Starting with the line that contains "of the destroyed", copy every line through the end of the data below, exactly and with nothing added.
## Start Material for the task
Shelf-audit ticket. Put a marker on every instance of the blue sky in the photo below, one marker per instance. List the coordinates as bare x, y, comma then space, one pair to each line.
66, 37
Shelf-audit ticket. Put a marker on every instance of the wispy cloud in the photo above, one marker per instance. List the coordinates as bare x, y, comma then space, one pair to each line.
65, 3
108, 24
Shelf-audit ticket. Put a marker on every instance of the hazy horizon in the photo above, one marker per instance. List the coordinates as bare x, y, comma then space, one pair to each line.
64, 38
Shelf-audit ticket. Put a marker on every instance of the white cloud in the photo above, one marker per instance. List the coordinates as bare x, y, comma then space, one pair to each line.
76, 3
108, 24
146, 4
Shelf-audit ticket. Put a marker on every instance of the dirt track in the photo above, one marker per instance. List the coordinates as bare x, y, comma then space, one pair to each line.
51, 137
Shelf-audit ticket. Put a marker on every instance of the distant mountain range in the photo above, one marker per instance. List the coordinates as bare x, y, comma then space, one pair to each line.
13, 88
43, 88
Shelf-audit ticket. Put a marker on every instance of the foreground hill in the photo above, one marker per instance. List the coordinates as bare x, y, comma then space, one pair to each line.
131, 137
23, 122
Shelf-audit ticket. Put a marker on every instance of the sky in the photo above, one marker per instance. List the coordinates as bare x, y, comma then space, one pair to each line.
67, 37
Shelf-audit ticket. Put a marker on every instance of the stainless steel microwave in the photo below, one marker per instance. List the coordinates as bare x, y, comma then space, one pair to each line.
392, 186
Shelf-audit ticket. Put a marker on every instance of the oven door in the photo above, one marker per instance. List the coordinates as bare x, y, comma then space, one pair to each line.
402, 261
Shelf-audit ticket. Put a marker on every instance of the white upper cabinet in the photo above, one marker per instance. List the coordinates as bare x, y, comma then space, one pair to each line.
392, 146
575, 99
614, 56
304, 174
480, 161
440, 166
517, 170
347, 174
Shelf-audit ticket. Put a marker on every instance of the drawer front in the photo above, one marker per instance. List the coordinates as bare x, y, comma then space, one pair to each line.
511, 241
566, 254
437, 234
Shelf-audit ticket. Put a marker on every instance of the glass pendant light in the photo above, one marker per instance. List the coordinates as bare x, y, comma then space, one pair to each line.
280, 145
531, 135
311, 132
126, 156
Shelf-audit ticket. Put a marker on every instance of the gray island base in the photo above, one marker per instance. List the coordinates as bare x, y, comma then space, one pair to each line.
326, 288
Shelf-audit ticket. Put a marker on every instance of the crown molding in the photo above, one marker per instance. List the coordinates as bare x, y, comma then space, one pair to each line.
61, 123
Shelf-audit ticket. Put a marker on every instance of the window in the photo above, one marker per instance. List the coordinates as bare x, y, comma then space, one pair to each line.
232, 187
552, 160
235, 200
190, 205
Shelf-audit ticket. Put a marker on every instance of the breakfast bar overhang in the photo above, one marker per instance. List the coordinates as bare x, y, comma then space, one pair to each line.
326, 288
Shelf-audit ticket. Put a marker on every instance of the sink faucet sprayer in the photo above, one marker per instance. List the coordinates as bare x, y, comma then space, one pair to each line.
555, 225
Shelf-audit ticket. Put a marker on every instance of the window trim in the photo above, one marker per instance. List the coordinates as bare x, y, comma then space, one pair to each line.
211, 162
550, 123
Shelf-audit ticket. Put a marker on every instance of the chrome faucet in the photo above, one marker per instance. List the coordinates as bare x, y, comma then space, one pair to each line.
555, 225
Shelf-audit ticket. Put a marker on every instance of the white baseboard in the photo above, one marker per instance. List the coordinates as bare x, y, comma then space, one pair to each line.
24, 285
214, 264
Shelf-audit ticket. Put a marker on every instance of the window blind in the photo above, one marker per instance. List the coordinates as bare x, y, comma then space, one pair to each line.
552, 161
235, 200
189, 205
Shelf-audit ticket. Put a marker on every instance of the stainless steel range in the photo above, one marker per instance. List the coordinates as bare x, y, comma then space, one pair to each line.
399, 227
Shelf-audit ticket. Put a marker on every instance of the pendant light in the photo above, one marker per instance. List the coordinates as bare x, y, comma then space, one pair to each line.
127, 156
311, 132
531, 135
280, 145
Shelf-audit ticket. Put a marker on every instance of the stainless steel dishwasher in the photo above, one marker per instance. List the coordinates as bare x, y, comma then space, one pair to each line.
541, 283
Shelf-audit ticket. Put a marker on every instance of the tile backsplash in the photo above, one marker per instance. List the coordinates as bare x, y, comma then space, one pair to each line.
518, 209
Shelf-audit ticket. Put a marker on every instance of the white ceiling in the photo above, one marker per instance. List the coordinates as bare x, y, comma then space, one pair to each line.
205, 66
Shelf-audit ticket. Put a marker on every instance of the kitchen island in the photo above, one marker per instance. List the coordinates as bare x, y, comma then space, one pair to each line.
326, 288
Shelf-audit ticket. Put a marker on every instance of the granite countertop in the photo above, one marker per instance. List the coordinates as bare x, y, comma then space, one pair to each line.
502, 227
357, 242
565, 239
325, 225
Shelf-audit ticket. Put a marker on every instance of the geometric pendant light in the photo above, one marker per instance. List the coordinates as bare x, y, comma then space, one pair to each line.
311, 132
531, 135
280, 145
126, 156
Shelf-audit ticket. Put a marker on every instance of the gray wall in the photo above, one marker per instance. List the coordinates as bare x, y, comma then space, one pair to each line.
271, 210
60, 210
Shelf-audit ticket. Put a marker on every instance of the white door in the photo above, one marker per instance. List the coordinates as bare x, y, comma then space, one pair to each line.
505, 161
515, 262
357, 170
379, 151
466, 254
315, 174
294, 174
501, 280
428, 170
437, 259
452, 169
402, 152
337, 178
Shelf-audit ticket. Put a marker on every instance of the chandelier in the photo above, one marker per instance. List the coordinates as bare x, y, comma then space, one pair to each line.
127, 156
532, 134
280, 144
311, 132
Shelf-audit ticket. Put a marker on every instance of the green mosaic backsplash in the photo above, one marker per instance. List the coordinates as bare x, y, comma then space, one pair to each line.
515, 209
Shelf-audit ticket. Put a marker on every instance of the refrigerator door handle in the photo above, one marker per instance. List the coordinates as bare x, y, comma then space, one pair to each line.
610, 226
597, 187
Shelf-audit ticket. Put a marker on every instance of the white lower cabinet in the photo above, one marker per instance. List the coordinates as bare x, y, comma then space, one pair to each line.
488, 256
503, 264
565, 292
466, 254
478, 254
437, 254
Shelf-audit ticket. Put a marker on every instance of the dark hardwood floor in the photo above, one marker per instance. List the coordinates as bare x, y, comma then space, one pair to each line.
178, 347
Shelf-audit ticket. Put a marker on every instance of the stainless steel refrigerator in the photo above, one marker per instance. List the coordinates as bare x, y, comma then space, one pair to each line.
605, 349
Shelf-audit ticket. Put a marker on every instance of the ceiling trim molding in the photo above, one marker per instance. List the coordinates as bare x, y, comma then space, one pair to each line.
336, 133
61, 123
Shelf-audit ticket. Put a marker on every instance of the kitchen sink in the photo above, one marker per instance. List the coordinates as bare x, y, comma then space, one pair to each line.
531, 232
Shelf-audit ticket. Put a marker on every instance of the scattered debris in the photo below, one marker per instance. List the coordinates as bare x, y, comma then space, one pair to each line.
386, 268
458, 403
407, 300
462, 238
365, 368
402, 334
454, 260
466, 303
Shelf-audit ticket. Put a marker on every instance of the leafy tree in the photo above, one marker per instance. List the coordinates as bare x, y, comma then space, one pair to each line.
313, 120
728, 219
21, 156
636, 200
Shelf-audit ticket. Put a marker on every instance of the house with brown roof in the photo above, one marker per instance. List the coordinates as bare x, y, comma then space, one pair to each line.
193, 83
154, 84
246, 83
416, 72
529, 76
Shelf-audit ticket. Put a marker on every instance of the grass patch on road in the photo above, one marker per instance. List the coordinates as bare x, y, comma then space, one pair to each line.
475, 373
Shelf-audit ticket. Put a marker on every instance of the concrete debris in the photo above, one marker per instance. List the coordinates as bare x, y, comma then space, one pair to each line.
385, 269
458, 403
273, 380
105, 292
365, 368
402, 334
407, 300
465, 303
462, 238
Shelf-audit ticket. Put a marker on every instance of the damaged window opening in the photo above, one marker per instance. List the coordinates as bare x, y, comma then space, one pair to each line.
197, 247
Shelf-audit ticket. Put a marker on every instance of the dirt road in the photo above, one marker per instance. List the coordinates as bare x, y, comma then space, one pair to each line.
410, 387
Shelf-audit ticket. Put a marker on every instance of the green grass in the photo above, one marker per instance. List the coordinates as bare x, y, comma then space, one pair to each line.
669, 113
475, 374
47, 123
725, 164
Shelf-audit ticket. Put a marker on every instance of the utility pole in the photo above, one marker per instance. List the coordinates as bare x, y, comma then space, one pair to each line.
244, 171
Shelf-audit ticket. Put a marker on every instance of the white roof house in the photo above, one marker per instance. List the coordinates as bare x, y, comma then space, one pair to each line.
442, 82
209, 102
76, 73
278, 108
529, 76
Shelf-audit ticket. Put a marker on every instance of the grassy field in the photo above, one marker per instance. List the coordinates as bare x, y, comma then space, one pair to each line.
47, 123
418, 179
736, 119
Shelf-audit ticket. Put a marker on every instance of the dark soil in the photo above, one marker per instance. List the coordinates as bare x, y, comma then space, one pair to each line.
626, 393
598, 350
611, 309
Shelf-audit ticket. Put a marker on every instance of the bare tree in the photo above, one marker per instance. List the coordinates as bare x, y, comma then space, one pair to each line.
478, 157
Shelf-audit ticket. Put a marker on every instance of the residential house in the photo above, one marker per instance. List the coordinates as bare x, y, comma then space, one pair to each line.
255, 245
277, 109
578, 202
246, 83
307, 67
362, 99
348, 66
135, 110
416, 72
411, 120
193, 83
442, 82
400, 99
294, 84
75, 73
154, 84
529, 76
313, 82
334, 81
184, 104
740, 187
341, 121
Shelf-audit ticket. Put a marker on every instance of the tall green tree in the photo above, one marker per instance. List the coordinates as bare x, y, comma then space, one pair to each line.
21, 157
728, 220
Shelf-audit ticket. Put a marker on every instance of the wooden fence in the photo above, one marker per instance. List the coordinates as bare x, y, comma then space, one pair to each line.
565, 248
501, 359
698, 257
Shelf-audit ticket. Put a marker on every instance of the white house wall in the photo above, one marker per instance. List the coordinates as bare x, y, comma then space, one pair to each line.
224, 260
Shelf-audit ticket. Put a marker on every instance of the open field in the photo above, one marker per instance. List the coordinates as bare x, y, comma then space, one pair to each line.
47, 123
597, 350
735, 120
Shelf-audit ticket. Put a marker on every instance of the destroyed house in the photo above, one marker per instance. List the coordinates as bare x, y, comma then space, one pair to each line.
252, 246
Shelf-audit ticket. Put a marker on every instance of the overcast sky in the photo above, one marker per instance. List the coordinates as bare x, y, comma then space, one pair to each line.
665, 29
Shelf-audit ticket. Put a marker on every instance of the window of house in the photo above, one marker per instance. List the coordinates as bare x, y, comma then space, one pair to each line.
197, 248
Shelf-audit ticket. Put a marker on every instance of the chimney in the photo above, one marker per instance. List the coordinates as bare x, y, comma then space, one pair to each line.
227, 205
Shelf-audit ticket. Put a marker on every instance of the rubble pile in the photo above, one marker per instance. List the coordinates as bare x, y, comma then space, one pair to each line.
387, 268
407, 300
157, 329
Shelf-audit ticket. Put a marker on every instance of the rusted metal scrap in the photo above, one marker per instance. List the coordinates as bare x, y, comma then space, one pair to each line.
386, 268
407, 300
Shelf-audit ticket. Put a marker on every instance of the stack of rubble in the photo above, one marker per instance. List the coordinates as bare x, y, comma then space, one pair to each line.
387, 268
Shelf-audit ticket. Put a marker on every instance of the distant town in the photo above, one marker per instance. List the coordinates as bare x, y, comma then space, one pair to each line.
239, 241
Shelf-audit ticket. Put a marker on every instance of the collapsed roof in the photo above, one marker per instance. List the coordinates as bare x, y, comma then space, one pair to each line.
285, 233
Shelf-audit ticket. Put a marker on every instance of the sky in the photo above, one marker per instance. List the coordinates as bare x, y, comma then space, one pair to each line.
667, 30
## End Material for the task
Solution to the problem:
Shelf-audit ticket. Put a marker on every instance of the destroyed house in the photo above, one marker per instance. List the coordinates as bare x, y, comma then space, one pair to each line.
252, 246
Shelf-audit ticket. Put a marker on every instance of the overcast sky in the photo above, one marker per instance. List the coordinates as bare x, y, comma then space, one pair to each line.
665, 29
Shelf-audit ticket. Put a marker on every instance of the window of house in the photo above, one marker per instance. List the coordinates as bare x, y, comma then space, one pair to each line.
197, 248
Shelf-audit ticket. Put a marker on every instance of the chimney in the photo above, one marker per instance. List the coordinates as bare x, y, comma then space, one pair to each line.
227, 205
Shelf-audit ticket. Put a marker on every instance of the rubble pile in the photo above, one marker per instance. List the coordinates as bare x, y, comma then space, one pair to each line.
387, 268
407, 300
157, 329
Shelf-audit ticket. Put a marker on every instance of the rusted metal scrap in the photo above, one marker per instance. List the coordinates as bare x, y, comma then space, one pair to each line.
386, 268
407, 300
Shelf-audit ticket. Put a marker on every instance of the stack of rubble in the photo above, one marker per instance. List the coordinates as bare x, y, comma then space, one pair to each line.
387, 268
Shelf-audit ticket. Put a marker on every instance of the distant town in the photo above, one marker per instance. List the coordinates as bare x, y, comma then space, one pair to each line.
239, 241
Shelf-audit ticket. Put a marker on every instance of the collapsed roof in the photo above, one marker per instance. List the coordinates as bare x, y, comma then space, one pair to each line.
285, 233
Shelf-audit ticket. Put a marker on every instance of the sky in the photo above, one marker per instance. List the coordinates as bare x, y, comma then space, one pair to each line.
667, 30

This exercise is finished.